Friday, Oct. 23, 2009
I'm now writing from my uncle's home in the town where my mother grew up in, Lumbay, close to the city of Yuinin. None of the Taiwanese people who ask me seem to know where Lumbay is, since it's a small town.
I arrived in Taipei on Saturday afternoon and stayed at my dad's best friend's house for one night until my mom came Sunday evening. We then moved to a hotel that was provided by the tour my mom booked us on. I have to say that parts of the tour were amazing. We went to a place called Chiao Hsi overlooking the city and the mountains. (Almost half of Taiwan is mountainous, so you get a lot of beautiful views.) The hotel had an amazing spa -- so many different types of baths and aroma rooms. There was a pool where there were little fish that would eat the dead skin off your feet. Apparently I have a lot of dead skin! Yep, disgusting.
That day, before we went to the resort, we went up into the mountains and walked for a total of about three hours. When we got to the hotel, I went for a run (to try to maintain my fitness while in the off season), but I think the combination of my body being run down, the amount of exercise I did (also the previous two days I went hiking up the mountain, once with the tour and once with my dad's best friend), and that my mom was sick, I got sick.
At first I didn't think anything of it -- it was just a little cough -- but we had such a strenuous tour schedule (wake up at 6am, traveling on the bus through twisted mountain roads for at least three or more hours per day and my previous exhaustion) that I quickly got worse. I had a fever the third night, although the next morning I woke up feeling miles better, and a deep cough the fourth. The headaches and weakness I also attribute to homesickness, as well, since I've had headaches, tiredness and mild depression (nothing major, just so tired that even being in a place you love isn't happy for you; you just want to go home) before when I was homesick.
On the fourth day, the tour stopped in Hualien, the city where my father was born. I went to visit my grandpa there and my aunts and uncles on my father's side. We stayed in a hotel on the top of the mountain next to the city with beautiful city views. We took my uncle and two of my aunts there when they helped to drive us back, and they said they had never been to such a nice hotel.
One thing coming to Taiwan has helped me realize is that most people are not as lucky as Americans, or the social status that I am at, although I am nowhere near a high status. The public safety is much lower than in the States... you see construction workers hanging on buildings with a wooden platform and a rope or over a bridge 200 ft. high with no securing. All around, I can see evidence of the lack of public safety, people with severely burned faces, arms cut, faces bashed in, limbs missing. It makes me appreciate living in the States!
The other things I also appreciate:
Cleanliness. Yes, I know LA is not an ideal place to claim cleanliness, but at least I think in Long Beach, trees line the streets, the ocean breeze sweeps away some of the pollution, and people do make an effort to keep their homes clean. All around the cities here, wherever there are buildings clustered together, you see filth. Raised toilets: anyone who has been to Asia has seen those toilets that are basically holes in the ground. I can't stand them. And how do you expect to do some serious business in that thing??

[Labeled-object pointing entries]
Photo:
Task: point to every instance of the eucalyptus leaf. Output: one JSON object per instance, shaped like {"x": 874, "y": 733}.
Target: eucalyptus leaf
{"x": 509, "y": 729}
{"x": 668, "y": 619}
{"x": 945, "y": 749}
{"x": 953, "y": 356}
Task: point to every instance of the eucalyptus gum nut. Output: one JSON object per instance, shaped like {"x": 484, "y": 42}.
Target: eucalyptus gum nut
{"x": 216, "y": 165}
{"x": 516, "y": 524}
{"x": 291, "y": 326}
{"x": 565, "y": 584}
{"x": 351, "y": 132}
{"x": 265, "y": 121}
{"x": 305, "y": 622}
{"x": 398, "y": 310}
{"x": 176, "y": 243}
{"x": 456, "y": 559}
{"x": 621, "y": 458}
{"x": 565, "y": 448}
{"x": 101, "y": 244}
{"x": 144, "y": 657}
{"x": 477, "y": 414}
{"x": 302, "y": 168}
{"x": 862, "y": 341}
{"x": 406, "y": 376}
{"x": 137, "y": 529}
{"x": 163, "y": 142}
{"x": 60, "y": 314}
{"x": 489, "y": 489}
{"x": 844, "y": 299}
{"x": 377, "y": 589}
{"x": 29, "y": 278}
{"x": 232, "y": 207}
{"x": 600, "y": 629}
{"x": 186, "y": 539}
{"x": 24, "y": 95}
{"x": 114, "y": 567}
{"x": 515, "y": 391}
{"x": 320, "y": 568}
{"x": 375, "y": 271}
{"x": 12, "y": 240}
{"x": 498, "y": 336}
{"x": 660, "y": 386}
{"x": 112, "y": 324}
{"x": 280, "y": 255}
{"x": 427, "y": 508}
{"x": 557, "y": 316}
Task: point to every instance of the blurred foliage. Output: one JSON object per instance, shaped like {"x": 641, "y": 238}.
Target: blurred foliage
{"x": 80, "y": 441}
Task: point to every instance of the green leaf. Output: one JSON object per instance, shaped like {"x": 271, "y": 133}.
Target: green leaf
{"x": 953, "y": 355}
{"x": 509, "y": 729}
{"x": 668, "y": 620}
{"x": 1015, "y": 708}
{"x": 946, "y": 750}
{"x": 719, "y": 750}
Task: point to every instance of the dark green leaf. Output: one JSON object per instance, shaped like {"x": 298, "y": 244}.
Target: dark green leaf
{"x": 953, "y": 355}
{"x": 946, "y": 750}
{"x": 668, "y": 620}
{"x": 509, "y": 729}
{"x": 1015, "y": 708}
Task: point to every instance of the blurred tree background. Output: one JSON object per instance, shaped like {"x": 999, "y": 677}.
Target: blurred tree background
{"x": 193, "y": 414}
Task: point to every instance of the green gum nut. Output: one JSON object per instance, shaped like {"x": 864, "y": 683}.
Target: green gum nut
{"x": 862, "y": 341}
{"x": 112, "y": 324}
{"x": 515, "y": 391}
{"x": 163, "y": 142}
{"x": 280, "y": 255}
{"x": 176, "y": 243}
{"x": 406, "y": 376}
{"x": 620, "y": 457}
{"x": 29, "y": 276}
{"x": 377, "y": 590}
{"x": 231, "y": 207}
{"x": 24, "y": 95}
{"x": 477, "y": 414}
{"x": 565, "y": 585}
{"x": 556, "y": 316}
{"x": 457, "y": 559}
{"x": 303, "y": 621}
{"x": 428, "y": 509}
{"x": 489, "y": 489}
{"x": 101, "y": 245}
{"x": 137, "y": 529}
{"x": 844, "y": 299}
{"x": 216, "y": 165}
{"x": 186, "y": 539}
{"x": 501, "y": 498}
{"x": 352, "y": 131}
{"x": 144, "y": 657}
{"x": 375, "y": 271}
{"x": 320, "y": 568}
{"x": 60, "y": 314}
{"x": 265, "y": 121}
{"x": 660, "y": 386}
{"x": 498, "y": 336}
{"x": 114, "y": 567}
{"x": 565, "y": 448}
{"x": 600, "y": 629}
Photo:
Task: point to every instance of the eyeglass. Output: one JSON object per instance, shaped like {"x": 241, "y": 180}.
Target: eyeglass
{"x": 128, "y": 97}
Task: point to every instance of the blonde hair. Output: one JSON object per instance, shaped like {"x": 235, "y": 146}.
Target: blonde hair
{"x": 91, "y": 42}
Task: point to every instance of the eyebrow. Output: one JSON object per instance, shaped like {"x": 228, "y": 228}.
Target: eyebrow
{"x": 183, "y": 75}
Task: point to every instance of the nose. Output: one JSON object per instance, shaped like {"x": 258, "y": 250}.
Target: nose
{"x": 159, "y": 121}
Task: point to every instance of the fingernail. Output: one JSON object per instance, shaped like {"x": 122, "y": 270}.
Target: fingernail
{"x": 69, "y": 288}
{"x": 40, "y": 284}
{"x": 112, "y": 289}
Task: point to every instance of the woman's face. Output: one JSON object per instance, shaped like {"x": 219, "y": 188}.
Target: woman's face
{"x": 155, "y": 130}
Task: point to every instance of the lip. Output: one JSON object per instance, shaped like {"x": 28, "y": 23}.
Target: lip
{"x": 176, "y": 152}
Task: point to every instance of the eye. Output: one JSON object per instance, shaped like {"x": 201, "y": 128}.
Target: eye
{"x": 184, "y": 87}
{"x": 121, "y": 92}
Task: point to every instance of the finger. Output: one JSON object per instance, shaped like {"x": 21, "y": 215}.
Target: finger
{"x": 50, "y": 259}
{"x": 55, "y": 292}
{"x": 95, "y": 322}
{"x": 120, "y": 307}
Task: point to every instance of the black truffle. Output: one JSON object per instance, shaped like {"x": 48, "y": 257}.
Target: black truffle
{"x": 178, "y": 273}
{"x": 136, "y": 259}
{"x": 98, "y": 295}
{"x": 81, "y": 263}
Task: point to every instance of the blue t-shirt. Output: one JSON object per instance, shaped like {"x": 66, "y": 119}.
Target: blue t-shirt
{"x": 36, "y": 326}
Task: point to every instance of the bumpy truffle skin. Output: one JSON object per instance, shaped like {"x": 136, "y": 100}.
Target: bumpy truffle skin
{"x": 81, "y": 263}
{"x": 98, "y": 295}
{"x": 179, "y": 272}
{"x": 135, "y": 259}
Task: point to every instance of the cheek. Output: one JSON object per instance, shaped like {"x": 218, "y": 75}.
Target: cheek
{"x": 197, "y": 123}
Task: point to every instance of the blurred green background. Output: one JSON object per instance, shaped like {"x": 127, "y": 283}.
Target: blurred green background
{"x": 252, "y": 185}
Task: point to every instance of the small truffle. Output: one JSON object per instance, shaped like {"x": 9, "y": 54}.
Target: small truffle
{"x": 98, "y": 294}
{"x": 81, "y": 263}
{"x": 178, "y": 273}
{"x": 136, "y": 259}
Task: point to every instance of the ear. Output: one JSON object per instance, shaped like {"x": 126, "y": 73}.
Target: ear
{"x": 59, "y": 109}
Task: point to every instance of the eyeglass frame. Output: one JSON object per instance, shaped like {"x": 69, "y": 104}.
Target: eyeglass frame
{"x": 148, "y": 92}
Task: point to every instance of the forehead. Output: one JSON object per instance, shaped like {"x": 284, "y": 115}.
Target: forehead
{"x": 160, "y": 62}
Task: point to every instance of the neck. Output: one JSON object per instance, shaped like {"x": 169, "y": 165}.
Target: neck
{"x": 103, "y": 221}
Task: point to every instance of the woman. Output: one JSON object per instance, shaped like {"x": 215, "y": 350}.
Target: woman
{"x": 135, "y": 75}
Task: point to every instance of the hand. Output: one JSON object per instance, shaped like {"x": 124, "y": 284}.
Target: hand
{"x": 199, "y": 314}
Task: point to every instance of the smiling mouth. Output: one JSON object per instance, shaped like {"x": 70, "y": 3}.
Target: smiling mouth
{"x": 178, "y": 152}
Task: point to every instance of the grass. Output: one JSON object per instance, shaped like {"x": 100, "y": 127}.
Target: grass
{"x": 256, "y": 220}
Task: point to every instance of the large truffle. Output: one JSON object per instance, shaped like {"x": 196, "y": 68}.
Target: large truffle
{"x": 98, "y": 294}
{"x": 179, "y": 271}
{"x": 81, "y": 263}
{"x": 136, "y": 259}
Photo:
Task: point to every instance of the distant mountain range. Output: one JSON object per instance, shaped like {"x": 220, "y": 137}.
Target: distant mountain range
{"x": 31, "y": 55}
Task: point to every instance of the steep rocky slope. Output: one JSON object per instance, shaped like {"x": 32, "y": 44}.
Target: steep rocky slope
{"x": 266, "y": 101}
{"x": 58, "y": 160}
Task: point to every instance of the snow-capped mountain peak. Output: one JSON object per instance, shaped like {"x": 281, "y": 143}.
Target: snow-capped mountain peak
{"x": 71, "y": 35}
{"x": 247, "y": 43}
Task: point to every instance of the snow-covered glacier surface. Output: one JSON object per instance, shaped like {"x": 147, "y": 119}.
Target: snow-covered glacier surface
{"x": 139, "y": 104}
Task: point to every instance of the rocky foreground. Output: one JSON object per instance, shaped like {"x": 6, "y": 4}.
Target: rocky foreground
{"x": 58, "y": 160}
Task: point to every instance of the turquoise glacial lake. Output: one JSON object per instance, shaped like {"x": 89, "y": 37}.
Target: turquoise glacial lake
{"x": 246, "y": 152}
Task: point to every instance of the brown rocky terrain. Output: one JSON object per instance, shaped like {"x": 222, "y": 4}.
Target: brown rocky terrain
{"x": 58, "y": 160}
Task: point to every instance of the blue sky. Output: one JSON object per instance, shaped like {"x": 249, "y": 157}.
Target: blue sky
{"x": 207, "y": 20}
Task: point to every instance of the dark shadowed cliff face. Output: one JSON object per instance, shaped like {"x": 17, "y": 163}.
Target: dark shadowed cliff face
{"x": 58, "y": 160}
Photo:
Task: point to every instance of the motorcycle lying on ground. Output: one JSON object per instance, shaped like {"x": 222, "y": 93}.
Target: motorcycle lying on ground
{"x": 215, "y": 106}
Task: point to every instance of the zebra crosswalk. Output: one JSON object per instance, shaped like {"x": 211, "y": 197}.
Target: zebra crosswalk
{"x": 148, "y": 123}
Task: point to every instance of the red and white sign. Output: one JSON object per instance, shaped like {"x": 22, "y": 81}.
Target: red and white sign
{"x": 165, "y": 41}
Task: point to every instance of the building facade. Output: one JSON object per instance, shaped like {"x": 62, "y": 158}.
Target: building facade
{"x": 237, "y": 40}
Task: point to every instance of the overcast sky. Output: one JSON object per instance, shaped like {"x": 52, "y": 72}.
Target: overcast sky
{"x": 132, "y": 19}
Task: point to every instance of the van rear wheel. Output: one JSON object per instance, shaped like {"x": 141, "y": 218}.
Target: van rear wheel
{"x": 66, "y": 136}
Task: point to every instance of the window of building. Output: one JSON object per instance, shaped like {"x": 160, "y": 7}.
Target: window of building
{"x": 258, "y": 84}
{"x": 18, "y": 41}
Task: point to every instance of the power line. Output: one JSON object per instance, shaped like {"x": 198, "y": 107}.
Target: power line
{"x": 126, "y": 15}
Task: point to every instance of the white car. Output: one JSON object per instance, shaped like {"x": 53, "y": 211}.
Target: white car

TASK REQUIREMENTS:
A - According to the Taiwan travel blog post, in which city was the writer's father born?
B - From the Taiwan travel blog post, output the passage that opens with the words containing "I arrived in" and closes with "skin! Yep, disgusting.".
C - Go on with the Taiwan travel blog post from where it stops.

OUTPUTS IN ORDER:
A - Hualien

B -
I arrived in Taipei on Saturday afternoon and stayed at my dad's best friend's house for one night until my mom came Sunday evening. We then moved to a hotel that was provided by the tour my mom booked us on. I have to say that parts of the tour were amazing. We went to a place called Chiao Hsi overlooking the city and the mountains. (Almost half of Taiwan is mountainous, so you get a lot of beautiful views.) The hotel had an amazing spa -- so many different types of baths and aroma rooms. There was a pool where there were little fish that would eat the dead skin off your feet. Apparently I have a lot of dead skin! Yep, disgusting.

C -
Openness: some of my Russian friends complain that Americans are polite but not friendly, like we will say, "Hi, how are you?" without waiting for a response. However, I think that we may not be wanting to stay for an extended chat, but we do inquire through our genuine concern for others. We hug and kiss when we see people we care about. It's tough in the Chinese culture, where they don't touch each other, and even when seeing people that you haven't seen in years, they register no great emotion.
The last and final thing that makes me appreciate the U.S.: Appearances. First of all, I've noticed that most Taiwanese people are very small. I'm taller than many men here. It kind of sucks. And Chinese people have peculiar ways of defining what is beautiful. Very pale, very skinny, demure. Pluses would be to dress well, be from a good family, etc., etc. Well, the three main factors I fail at. I'm very tan, I am at times skinny, but nowhere near what the Chinese standard is (girls who are 50 kilos want to be 45 kilos; that's like 80 lbs to 72 lbs), and the last, well, I'm not even going to go there.
So I can't wait to go home! I don't need any reasons, actually. I just have had a long season and am ready to take a break.
So yesterday we took the high-speed train from Hualien to Taipei and stayed the night at my father's best friend (Uncle Lin)'s house, and today took the train from Taipei to the city near Lumbay. My uncle and grandparents picked us up from the train station. We drove back to my uncle's house, where my grandparents continuously show their love by offering food. We took a short trip to my grandparent's farm -- they used to own farmland but now just have a smaller plot of land where they grow a variety of fruits and vegetables and have chickens, as well. They used to own the large chickens that didn't fly, but they were quickly eaten by stray dogs. Now they have a smaller variety that can fly.
My grandpa is over 90 and still goes to the farm every day to check on the plants and feed the chickens. My uncle said that my grandpa and grandma love to sit in the barn and watch the chickens eat. What a simple life! All the food we ate was hand grown and fresh. It made me feel bad taking out my cookies and candies out of my purse (unfortunately, during travel, it's a staple in my purse).
I had some questions asked, which I'll answer now.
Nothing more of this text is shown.